■ **REQUIRED ACTION**: Taking the line with "Note to the class: find the ship bridge" as the first and the last line of the entries as the final one, copy that span exactly.
▼
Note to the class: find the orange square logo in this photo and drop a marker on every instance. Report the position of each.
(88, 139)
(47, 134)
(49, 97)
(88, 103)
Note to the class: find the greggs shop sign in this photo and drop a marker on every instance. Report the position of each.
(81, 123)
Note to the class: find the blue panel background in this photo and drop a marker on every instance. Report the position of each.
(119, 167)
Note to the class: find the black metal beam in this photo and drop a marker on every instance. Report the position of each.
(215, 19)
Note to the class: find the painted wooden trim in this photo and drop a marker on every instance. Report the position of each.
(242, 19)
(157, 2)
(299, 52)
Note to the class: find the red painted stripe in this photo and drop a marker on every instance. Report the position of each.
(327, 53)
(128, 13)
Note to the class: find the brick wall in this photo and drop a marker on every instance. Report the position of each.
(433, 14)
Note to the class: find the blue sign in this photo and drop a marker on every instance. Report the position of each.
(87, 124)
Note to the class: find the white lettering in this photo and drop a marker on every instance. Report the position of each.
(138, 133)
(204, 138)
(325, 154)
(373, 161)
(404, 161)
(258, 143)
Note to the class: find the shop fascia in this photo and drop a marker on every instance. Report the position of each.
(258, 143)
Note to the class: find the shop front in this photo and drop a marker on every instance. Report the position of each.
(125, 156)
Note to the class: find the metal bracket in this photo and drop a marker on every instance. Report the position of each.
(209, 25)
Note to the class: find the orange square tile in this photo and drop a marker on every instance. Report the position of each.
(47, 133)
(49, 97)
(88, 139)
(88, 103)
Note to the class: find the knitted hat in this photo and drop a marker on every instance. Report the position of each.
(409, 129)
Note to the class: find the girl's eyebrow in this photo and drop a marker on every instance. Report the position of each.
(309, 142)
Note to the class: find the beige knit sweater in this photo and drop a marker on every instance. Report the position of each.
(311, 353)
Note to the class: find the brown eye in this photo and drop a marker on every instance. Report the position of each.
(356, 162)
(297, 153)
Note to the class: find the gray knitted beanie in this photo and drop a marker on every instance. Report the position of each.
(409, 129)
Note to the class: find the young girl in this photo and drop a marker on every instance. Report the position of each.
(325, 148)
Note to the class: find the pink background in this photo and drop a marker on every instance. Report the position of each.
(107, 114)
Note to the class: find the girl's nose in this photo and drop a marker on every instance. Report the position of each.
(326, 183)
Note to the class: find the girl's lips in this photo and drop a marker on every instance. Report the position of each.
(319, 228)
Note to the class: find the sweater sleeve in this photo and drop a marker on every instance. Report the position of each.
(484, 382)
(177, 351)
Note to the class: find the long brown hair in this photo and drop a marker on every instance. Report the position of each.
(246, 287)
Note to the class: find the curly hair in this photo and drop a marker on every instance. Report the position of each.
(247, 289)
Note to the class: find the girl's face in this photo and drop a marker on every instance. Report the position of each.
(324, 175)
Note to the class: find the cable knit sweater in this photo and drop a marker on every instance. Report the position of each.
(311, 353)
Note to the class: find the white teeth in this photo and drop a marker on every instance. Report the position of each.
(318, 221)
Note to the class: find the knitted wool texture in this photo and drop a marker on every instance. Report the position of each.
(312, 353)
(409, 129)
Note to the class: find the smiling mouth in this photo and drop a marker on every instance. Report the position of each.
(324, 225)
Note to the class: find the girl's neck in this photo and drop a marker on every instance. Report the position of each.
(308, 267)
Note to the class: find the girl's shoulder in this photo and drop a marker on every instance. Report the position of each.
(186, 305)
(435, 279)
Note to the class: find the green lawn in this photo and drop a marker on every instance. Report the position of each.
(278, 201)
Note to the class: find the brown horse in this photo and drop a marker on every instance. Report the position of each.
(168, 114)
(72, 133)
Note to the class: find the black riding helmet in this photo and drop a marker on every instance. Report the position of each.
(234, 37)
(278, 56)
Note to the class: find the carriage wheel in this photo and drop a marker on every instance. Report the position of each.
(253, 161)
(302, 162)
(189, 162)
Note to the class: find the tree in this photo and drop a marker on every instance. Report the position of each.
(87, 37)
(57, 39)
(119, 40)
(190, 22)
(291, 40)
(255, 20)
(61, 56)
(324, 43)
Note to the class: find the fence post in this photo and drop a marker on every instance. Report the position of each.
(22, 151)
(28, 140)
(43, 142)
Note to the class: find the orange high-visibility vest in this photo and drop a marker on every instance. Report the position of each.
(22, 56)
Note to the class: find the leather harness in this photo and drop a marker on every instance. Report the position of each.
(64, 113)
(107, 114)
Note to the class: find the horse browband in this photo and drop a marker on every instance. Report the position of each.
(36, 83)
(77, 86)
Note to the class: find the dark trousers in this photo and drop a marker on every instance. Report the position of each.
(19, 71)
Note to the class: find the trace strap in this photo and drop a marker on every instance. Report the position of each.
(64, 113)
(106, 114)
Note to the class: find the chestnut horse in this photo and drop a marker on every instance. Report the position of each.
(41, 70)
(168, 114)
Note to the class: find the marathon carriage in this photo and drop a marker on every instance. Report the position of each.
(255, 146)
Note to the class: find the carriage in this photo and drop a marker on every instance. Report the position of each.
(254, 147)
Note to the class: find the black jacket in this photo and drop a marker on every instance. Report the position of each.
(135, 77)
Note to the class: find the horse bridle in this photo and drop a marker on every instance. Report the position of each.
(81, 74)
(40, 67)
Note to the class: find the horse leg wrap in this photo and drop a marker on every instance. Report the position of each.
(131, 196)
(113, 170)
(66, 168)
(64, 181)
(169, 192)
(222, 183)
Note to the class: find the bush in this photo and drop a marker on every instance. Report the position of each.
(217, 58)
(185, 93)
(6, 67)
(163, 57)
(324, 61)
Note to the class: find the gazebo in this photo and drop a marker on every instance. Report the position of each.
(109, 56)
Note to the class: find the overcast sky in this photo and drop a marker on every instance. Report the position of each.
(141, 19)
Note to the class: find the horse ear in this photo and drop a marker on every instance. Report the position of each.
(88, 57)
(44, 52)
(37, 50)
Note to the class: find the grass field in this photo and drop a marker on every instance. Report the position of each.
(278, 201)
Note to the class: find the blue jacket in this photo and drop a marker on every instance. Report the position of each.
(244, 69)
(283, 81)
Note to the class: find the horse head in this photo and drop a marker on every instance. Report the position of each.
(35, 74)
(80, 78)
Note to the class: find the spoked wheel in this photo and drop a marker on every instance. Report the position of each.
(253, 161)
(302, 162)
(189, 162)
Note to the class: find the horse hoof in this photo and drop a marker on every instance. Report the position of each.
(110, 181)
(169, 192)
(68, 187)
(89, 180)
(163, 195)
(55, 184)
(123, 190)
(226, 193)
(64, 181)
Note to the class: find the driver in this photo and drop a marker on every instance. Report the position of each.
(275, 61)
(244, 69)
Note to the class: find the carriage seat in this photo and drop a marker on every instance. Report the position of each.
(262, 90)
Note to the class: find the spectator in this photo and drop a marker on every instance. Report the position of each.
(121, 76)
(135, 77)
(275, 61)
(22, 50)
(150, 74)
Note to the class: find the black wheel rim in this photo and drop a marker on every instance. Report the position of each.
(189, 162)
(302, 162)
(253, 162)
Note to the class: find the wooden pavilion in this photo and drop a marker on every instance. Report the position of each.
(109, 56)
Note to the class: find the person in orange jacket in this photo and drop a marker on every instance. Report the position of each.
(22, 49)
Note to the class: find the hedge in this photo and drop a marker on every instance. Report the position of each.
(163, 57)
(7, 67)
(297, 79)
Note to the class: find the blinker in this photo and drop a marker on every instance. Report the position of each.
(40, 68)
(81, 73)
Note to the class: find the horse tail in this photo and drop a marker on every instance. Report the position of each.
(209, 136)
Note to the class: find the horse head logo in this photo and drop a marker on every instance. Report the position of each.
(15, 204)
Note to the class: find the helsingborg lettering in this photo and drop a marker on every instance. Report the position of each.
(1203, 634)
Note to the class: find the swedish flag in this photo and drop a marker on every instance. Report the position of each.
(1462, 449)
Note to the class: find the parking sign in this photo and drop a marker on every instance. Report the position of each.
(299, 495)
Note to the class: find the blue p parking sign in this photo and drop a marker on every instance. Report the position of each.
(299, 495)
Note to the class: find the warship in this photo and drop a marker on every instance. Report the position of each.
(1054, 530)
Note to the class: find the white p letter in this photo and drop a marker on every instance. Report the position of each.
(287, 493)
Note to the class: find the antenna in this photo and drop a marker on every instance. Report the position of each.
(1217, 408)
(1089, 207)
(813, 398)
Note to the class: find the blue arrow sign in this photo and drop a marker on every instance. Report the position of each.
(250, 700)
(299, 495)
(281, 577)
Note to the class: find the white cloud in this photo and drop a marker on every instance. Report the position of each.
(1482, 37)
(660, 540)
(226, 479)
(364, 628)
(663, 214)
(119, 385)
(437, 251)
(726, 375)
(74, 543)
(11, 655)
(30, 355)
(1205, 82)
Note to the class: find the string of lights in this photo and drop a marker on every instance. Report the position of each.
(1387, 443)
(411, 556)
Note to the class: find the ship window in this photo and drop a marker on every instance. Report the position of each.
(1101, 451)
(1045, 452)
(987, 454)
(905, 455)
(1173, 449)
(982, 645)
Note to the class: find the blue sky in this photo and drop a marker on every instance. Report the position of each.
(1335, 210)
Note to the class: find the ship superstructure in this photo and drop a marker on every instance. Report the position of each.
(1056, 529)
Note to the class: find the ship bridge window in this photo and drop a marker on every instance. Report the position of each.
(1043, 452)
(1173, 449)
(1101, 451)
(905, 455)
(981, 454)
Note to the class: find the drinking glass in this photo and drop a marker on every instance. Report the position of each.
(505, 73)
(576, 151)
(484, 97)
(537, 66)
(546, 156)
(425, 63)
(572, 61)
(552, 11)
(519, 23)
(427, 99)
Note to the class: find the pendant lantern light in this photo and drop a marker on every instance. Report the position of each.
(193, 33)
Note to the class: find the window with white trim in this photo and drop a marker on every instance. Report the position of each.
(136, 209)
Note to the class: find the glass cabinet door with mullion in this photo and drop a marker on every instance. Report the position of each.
▲
■ **FINISHED EXERCISE**:
Note to the class: find the ship bridge window in this photo and drop a marker on every instance. Report the position of each.
(1043, 452)
(1173, 449)
(1101, 451)
(905, 455)
(981, 454)
Note to the class: find the drinking glass in this photo and drop a marker on every instance. Report the position of each.
(505, 73)
(576, 151)
(484, 97)
(537, 66)
(546, 156)
(425, 63)
(572, 61)
(552, 11)
(519, 23)
(427, 99)
Note to the class: find the pendant lantern light in this photo and drop a marker on every instance. Report the position of each.
(193, 33)
Note to the class: find the window with white trim in this photo and drop a marker on every instance. Report the position of each.
(136, 209)
Note to the class: find the glass cabinet door with mullion in this photo and drop a marker on every instance. Report the position of each.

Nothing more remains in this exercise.